What to do:
(A) Answer these questions from the hammer curl article:
(i) According to Livestrong, what is arm strength essential for?
(ii) What do some resistance trainers use in place of dumbbells, and why?
(iii) Why does the article suggest pulling your shoulders back?
(B) From the hammer curl article, reproduce word for word the passage starting at "Here's everything you" and ending at "with your trunk.".
(C) Write the next part of the hammer curl article, picking up after its last sentence.

Extract to read:
***

Everything You Wanted To Know About Hammer Curls

According to Livestrong, arm strength is essential for good posture and can help prevent injuries. This is where hammer curl training comes in — an exercise designed for the lower and upper arms. Many people confuse the hammer curl with the bicep curl. Even though they're both arm training exercises, they work out different muscles (via WebMD). Nevertheless, you can harmonize both into your workout session to maximize your muscle gains, per WebMD.

The hammer curl can be performed as a standalone exercise or as a major part of upper-body strength routines. The exercise is best performed with dumbells, per Healthline. However, some resistance trainers use cables for better weight control (via Men's Health). Regardless of your choice, knowing the best practices in performing the exercise can help you avoid some rookie mistakes and injury. Just be sure to check with your doctor beforehand if you have any prior injuries.

Here's everything you need to know about hammer curls.

How to do hammer curls

If you're new to hammer curls or resistance training exercises, it might be best to start with little or no weight. Exercising too much or pushing yourself beyond your body's limits can lead to strain (via Healthline). On that note, here's how to do a hammer curl, according to Healthline.

Start by positioning on a bench in an upright position with two dumbbells at your sides. Ensure you're ready for the swinging movements if you're going to do hammer curls while standing. 

In your current position, keep your back straight and your elbows against your sides. You can pull your shoulders back so you don't end up using your deltoids. The next step is to pick up the dumbells. Bend your elbows, bring the dumbells up to your shoulders, and remember to keep your upper arms in line with your trunk.

***

Data shown:
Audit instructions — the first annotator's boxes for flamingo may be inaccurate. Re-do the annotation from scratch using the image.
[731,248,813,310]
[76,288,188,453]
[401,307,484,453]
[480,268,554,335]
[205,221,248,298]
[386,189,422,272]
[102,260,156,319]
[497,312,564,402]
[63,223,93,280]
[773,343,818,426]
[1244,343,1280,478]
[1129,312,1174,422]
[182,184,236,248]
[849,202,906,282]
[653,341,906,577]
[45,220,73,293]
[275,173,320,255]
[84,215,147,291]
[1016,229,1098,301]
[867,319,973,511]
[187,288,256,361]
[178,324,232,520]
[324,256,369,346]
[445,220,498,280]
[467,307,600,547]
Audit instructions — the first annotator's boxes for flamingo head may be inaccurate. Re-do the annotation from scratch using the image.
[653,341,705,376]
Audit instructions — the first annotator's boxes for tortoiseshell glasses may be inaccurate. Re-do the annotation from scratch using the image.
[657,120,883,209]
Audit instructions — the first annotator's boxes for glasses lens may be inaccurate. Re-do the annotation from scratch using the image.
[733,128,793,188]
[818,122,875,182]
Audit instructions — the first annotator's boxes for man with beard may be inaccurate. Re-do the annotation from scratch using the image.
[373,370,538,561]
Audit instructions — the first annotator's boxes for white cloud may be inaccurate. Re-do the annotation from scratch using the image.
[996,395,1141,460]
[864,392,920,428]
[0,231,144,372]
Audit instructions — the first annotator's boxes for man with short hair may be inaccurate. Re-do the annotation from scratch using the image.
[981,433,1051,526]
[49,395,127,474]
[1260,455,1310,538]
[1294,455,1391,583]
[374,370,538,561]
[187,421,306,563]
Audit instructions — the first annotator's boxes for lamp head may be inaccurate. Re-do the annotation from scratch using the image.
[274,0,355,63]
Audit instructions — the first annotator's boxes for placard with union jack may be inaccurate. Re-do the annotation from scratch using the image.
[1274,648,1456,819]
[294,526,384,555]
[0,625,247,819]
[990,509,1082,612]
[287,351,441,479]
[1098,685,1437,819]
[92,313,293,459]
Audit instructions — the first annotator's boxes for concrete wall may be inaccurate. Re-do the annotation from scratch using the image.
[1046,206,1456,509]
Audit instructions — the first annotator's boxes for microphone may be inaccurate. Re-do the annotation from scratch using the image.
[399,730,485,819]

***

Responses to the tasks:
(A)
(i) Good posture; it can also help prevent injuries.
(ii) Cables, for better weight control.
(iii) So you don't end up using your deltoids.

(B)
Here's everything you need to know about hammer curls.

How to do hammer curls

If you're new to hammer curls or resistance training exercises, it might be best to start with little or no weight. Exercising too much or pushing yourself beyond your body's limits can lead to strain (via Healthline). On that note, here's how to do a hammer curl, according to Healthline.

Start by positioning on a bench in an upright position with two dumbbells at your sides. Ensure you're ready for the swinging movements if you're going to do hammer curls while standing. 

In your current position, keep your back straight and your elbows against your sides. You can pull your shoulders back so you don't end up using your deltoids. The next step is to pick up the dumbells. Bend your elbows, bring the dumbells up to your shoulders, and remember to keep your upper arms in line with your trunk.

(C)
Next, hold the position for a few seconds to feel the tension. Pause for a one-two count, and then lower the dumbells to your sides. You should do the repetitions slowly, especially if you're a beginner. You can perform two-three sets of 8-15 repetitions for significant results.

Benefits of hammer curls

Hammer curls are perfect for exercising muscles like the biceps branchii, brachioradialis, and brachialis, which make up your elbow flexors (via WebMD). These muscles also offer distinct benefits after your hammer curl training is over. 

The brachialis is the least visible yet strongest muscle among the three in the elbow flexor, per WebMD. It helps you bend the forearm inside and elbow and plays a vital role when gripping an item. Conversely, the brachioradialis firms your grip and adds mass to your forearm, per WebMD. Adding the hammer curls to your resistance training can increase the overall mass of your arms, helping you lift heavier items.

Generally speaking, hammer curls are crucial resistance training exercises that are appropriate for many individuals. However, note that engaging in wrist-demanding exercises with a lower arm injury can cause pain (via Mayo Clinic). For this reason, it's important to speak to your doctor before doing hammer curls if you have existing injuries.